» **Exercise task 1**
Answer these questions about the excerpt, one answer per line, marked the same way:
(a) What kind of tide came when the three years were ended?
(b) In which century, according to the excerpt, was the Cornish principle of One and All seated in Winwaloe's heart?
(c) To what country was Sir Redvers Buller taking a regiment of soldiers?
» **Exercise task 2**
Find every line of the listing that contains the string "cloud", and copy each one out. Case counts.

Now when the three years were ended, one day there came an extraordinary ebb-tide. And when the saint saw that there was a way dry, or almost dry, to the land, "Arise," said he; "in God's name let us go over;" and he bade his disciples follow him. "But," said he, "let none go alone; let one hold my hand, and with his other hand hold his brother's, and so let us advance in chain, and we shall peradventure be able to reach the land before the tide turns and overwhelms all. Let us hold together, that the strong may support the weak, and that if one falls the others may lift him up."

Now when Winwaloe said this, he spoke like a true Cornishman, and it shows that the great Cornish principle of One and All was seated in his heart all those centuries ago; in fact, in the sixth century.

An old miner from Australia said to me the other day, "Never saw such fellows as those Cornishmen; they hold together like bees. When I was out in Australia there was a Cornishman with me, my pal. One day someone said to us, 'There is a Cornishman from Penzance just landed at Melbourne.' 'Where's his diggings?' asked my pal. 'Oh, he is gone up country to – ' I forget the name of the mine. Will you believe it, off went my pal walking, I can't tell you how far, and was away several days from his work-gone off, to see that newly-arrived chap; didn't know his name even, but he was a Cornishman, and that was enough to draw him."

Sir Redvers Buller told me a story. He was on his way with a regiment of soldiers to Canada. Off the entrance to the S. Lawrence the vessel was enveloped in fogs and delayed, so that provisions ran short. Now there was a station on an islet there for shipwrecked mariners, where were supplies. So Sir Redvers went ashore in a boat to visit the store and ask for assistance.

» **Data rows**

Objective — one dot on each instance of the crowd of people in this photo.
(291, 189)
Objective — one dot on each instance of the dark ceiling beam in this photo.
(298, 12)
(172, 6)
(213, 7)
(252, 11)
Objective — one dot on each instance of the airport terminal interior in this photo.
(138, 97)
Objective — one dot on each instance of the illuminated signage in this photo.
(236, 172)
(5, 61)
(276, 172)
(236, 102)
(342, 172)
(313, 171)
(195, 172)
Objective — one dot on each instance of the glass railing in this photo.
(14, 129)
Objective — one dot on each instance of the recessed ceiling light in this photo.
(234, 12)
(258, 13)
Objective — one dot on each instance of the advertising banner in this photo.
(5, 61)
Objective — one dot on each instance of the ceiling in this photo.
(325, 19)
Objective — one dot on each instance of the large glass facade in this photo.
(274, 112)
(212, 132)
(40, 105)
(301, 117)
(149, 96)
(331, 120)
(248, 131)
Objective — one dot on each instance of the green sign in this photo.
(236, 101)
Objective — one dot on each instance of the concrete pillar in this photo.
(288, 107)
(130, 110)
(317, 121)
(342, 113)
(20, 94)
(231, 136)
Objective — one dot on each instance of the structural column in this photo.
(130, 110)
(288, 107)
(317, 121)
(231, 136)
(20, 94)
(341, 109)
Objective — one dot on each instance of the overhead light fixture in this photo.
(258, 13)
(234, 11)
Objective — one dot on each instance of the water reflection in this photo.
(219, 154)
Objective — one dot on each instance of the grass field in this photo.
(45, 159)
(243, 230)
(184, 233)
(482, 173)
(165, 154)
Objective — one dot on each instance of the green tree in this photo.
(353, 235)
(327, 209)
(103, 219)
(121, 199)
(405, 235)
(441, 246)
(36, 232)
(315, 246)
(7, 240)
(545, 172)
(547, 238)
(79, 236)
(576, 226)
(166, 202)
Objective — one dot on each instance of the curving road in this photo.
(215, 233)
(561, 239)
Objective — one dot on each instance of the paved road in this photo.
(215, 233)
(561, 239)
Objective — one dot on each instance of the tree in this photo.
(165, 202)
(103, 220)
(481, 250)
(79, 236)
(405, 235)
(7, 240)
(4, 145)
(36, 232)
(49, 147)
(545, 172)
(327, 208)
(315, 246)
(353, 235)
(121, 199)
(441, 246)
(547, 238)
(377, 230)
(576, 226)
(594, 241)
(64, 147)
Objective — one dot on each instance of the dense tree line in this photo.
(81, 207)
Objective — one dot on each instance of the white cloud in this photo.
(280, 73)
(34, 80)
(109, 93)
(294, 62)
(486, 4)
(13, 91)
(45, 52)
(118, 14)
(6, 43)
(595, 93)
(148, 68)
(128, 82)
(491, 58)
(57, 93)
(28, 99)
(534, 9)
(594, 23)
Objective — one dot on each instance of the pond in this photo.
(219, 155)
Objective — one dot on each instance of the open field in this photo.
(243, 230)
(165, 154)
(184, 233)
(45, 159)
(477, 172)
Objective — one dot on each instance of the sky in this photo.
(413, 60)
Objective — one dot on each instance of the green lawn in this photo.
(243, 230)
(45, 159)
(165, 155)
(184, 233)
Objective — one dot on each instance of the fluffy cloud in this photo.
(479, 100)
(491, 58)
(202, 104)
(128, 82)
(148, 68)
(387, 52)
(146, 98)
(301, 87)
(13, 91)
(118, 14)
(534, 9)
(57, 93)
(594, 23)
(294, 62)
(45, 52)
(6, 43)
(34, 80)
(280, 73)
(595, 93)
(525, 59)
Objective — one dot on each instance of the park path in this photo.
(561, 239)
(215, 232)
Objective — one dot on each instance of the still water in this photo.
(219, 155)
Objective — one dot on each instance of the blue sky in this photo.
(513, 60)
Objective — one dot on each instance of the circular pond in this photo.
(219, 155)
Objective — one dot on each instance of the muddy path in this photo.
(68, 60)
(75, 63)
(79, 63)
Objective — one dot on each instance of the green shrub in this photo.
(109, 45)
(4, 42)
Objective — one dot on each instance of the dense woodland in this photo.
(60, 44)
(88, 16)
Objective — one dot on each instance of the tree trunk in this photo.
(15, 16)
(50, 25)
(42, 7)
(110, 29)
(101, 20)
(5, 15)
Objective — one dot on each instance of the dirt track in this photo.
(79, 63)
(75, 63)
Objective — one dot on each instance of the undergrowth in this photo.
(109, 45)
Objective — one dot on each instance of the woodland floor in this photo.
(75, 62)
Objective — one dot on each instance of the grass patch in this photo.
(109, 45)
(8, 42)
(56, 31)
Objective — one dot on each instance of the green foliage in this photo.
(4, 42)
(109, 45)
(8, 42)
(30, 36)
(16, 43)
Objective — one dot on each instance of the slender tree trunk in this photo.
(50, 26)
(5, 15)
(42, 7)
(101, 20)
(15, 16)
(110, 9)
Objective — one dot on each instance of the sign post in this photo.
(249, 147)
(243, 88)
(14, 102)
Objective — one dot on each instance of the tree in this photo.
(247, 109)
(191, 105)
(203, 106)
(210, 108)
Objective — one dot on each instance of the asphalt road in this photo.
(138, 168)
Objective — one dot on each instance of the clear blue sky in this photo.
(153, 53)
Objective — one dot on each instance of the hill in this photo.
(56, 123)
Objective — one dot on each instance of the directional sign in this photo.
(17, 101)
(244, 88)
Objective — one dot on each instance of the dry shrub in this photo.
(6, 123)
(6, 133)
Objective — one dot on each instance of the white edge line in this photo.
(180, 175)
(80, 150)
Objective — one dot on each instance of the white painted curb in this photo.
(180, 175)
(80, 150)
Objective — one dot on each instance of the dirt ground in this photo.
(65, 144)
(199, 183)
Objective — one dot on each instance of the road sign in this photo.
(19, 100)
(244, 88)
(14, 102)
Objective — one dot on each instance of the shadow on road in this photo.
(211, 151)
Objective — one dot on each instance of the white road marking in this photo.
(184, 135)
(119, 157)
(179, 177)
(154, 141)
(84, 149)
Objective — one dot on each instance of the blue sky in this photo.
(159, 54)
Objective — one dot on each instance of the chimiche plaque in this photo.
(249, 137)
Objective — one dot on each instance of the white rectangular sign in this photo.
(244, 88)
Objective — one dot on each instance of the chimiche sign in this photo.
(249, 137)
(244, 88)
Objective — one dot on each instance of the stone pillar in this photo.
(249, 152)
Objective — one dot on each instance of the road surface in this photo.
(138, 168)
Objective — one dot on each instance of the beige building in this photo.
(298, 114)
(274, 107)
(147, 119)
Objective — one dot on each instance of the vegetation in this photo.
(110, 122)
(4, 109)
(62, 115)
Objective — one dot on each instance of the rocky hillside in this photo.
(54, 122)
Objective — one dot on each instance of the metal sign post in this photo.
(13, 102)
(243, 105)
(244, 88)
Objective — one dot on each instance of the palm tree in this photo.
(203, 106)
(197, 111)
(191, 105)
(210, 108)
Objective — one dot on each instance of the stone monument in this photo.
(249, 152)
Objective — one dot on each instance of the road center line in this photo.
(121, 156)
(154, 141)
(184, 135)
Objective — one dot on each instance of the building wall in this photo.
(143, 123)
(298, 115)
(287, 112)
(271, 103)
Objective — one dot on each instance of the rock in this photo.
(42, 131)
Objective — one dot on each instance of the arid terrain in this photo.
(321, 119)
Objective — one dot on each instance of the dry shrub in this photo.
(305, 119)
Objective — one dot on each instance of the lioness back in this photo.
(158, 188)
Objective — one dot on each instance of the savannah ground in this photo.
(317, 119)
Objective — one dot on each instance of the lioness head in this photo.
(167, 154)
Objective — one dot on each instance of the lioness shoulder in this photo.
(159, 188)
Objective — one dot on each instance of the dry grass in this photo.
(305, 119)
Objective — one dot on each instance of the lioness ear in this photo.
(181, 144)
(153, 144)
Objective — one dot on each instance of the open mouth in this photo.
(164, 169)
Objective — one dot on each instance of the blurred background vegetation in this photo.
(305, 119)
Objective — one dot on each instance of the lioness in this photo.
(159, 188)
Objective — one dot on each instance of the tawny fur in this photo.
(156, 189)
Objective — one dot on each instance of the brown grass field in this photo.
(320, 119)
==
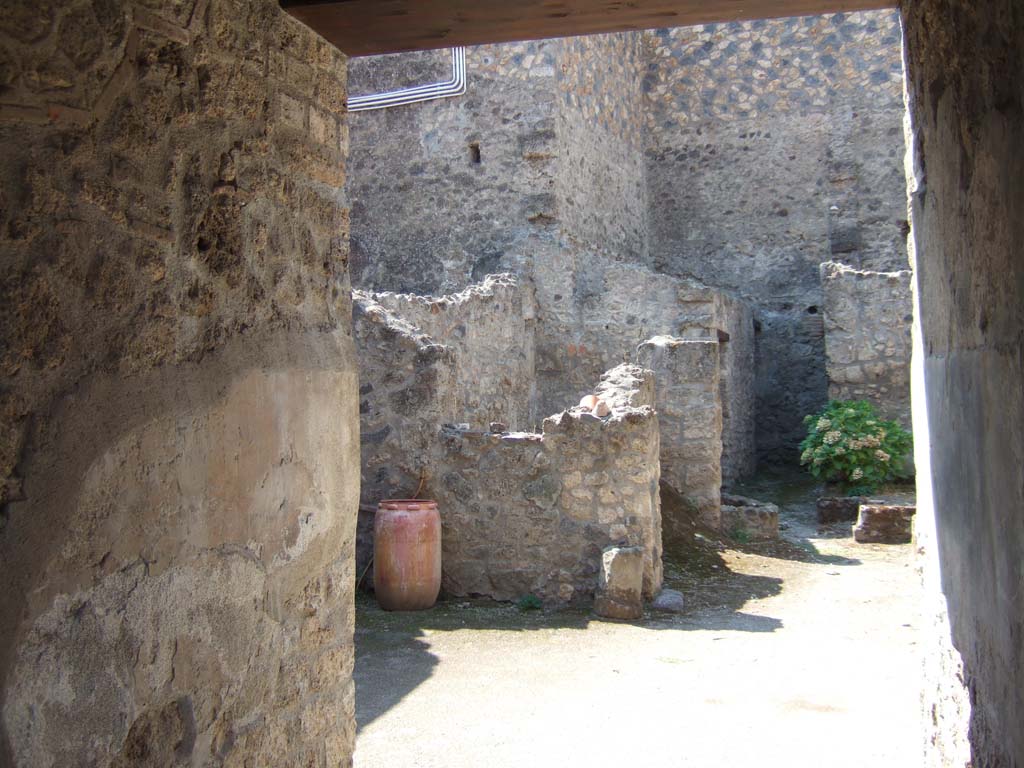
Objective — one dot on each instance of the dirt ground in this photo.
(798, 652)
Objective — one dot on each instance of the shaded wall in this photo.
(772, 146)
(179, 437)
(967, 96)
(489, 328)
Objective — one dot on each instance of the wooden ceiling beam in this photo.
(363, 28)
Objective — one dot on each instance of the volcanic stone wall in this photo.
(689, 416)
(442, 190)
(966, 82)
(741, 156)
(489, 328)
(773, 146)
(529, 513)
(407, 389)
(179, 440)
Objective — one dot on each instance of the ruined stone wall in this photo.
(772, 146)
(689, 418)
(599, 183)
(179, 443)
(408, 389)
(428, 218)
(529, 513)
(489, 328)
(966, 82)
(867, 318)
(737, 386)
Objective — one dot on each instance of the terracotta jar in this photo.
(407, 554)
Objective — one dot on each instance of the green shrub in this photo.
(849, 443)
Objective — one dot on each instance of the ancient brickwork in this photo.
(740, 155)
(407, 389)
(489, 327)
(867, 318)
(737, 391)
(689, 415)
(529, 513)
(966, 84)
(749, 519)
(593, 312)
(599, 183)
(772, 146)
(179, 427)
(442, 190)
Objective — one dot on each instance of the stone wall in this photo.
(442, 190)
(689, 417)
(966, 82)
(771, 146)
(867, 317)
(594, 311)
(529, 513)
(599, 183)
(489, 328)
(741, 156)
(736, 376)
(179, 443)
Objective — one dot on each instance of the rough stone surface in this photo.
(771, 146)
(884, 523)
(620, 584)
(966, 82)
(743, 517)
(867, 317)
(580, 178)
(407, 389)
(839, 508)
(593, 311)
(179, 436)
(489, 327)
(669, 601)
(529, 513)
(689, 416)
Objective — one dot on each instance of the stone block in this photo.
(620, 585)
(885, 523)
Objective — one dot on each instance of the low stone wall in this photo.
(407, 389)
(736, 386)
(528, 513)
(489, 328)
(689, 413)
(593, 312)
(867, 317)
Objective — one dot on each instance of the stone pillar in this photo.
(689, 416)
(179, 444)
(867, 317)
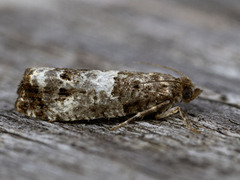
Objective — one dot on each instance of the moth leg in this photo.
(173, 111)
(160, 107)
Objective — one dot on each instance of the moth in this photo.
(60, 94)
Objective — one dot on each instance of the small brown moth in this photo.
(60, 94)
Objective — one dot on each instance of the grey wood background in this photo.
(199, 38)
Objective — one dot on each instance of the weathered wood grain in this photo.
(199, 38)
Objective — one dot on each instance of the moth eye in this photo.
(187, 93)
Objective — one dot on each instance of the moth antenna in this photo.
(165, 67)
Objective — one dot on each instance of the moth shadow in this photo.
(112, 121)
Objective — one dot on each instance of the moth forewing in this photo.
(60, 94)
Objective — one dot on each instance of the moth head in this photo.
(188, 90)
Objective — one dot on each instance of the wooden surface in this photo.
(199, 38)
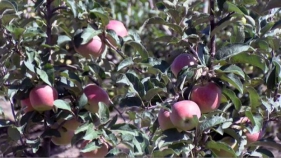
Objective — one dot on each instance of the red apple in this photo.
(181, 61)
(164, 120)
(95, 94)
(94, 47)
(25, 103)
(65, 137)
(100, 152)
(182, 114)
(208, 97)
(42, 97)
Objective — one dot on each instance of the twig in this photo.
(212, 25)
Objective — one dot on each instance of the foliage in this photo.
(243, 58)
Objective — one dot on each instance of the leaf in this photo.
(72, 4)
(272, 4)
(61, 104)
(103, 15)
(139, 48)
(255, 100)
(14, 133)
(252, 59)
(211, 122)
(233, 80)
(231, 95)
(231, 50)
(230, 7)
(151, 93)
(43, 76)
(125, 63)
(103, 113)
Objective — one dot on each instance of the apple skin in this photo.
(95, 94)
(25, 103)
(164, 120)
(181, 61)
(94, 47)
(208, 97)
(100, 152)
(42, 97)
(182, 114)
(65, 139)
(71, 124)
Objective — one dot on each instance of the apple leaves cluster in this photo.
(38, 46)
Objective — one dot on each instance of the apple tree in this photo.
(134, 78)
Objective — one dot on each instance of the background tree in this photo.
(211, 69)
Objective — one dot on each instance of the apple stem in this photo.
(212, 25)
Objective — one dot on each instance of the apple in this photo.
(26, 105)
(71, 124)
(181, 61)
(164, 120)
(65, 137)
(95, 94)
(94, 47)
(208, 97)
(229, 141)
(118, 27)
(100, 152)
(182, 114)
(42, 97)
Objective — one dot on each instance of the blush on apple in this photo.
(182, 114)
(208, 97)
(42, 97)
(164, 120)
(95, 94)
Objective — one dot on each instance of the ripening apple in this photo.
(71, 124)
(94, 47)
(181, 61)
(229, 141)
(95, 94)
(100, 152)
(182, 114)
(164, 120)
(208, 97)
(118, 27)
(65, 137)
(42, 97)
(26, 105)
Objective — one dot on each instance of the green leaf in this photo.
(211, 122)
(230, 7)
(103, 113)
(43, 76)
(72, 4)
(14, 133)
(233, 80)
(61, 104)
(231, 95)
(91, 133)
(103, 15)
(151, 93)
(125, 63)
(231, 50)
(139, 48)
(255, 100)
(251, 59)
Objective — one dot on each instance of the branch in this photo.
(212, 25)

» **Right answer 1**
(a) An extraordinary ebb-tide.
(b) The sixth century.
(c) Canada.

» **Right answer 2**
Objective — one dot on each instance of the white cloud in this photo.
Objective — one dot on each instance of the fluffy cloud in this photo.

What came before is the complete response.